BEGIN
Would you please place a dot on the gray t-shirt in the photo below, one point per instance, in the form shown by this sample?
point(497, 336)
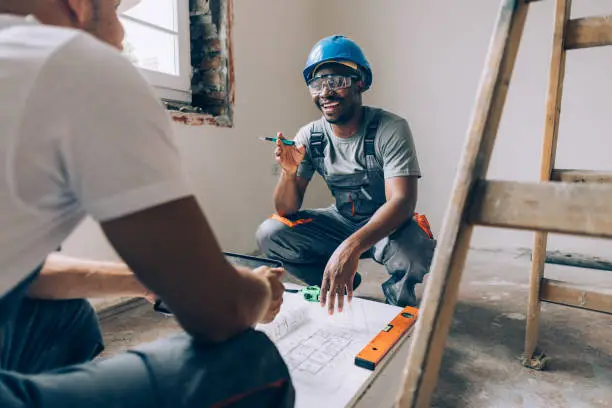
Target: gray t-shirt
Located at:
point(394, 148)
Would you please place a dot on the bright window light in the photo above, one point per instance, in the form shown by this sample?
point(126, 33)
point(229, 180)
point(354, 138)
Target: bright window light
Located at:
point(157, 41)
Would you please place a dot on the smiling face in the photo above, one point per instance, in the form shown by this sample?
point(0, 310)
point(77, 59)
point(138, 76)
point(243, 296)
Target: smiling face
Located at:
point(341, 104)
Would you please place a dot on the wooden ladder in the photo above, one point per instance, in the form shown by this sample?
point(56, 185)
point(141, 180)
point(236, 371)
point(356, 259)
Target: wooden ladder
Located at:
point(560, 206)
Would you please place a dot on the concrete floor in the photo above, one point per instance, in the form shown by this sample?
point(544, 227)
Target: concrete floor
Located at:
point(480, 366)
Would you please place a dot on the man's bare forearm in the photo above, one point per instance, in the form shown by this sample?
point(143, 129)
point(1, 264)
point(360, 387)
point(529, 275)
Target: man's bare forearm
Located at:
point(287, 198)
point(389, 217)
point(64, 277)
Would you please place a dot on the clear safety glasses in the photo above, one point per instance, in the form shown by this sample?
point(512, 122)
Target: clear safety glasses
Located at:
point(333, 82)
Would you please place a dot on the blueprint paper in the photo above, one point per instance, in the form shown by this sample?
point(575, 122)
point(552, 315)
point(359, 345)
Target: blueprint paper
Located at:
point(320, 349)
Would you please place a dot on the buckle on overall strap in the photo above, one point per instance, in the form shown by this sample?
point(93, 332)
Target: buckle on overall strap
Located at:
point(371, 135)
point(316, 144)
point(422, 221)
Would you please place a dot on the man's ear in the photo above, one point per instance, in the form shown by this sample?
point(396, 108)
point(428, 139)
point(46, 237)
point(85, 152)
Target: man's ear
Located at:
point(81, 11)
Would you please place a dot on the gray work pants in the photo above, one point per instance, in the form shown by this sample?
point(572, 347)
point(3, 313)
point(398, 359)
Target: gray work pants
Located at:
point(305, 249)
point(46, 348)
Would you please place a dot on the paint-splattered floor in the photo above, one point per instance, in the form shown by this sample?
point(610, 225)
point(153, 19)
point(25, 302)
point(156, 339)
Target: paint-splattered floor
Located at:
point(481, 366)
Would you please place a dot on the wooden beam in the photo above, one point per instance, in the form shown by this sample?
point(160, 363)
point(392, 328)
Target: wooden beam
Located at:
point(578, 261)
point(576, 209)
point(564, 293)
point(437, 306)
point(581, 176)
point(554, 97)
point(589, 32)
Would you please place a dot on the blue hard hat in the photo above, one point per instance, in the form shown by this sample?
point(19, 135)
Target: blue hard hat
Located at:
point(337, 48)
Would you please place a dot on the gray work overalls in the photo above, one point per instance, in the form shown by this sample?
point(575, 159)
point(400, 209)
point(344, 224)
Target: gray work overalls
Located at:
point(305, 241)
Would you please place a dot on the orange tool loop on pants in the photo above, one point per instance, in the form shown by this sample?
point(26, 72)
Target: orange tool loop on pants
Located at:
point(290, 223)
point(421, 219)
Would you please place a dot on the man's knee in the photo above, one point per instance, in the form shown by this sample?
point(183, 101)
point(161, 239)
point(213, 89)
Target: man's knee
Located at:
point(81, 329)
point(268, 234)
point(247, 369)
point(48, 334)
point(408, 251)
point(277, 241)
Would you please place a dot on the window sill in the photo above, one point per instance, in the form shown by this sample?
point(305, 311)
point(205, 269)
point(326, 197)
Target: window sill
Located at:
point(189, 115)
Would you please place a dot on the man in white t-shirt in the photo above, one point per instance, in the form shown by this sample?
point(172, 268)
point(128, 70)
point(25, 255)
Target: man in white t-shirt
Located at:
point(84, 134)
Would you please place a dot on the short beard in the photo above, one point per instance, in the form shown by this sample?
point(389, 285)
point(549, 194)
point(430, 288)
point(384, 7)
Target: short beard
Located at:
point(346, 116)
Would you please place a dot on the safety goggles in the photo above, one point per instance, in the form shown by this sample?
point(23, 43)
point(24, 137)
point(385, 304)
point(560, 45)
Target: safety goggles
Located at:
point(333, 82)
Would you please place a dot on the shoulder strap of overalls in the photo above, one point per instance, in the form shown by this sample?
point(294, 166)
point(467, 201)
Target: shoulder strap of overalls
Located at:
point(316, 142)
point(370, 137)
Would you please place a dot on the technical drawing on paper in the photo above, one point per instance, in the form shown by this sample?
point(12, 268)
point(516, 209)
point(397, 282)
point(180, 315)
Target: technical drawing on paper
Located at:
point(312, 354)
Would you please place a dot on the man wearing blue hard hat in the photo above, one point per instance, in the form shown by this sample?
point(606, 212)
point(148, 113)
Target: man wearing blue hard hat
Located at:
point(101, 144)
point(368, 160)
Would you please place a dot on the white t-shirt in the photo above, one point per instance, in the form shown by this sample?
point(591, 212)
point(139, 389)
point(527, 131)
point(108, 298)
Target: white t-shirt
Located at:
point(81, 132)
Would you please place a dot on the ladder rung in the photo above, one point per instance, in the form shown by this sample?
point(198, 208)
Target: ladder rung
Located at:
point(563, 293)
point(576, 209)
point(581, 176)
point(588, 32)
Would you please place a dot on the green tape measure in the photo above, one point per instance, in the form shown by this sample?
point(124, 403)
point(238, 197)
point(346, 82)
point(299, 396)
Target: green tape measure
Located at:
point(311, 293)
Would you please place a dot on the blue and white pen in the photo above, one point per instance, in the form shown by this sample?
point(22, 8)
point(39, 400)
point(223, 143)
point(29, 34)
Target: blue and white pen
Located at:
point(274, 139)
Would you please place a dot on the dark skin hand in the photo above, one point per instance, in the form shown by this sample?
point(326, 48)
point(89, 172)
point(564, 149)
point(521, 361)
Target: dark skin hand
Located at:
point(341, 268)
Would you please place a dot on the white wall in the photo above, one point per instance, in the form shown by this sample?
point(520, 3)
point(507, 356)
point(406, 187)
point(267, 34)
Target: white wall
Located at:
point(427, 58)
point(230, 169)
END
- _WHAT IS REQUIRED_:
From the data above, reproduce word for word the lines running from the line with "point(359, 345)" to the line with "Target: buckle on overall strap", ends included.

- _RESULT_:
point(359, 345)
Target: blueprint paper
Located at:
point(320, 349)
Would you please place a dot on the buckle on overall strap in the photo above, one point per instance, in the form shown by this sample?
point(93, 332)
Target: buckle on overall strap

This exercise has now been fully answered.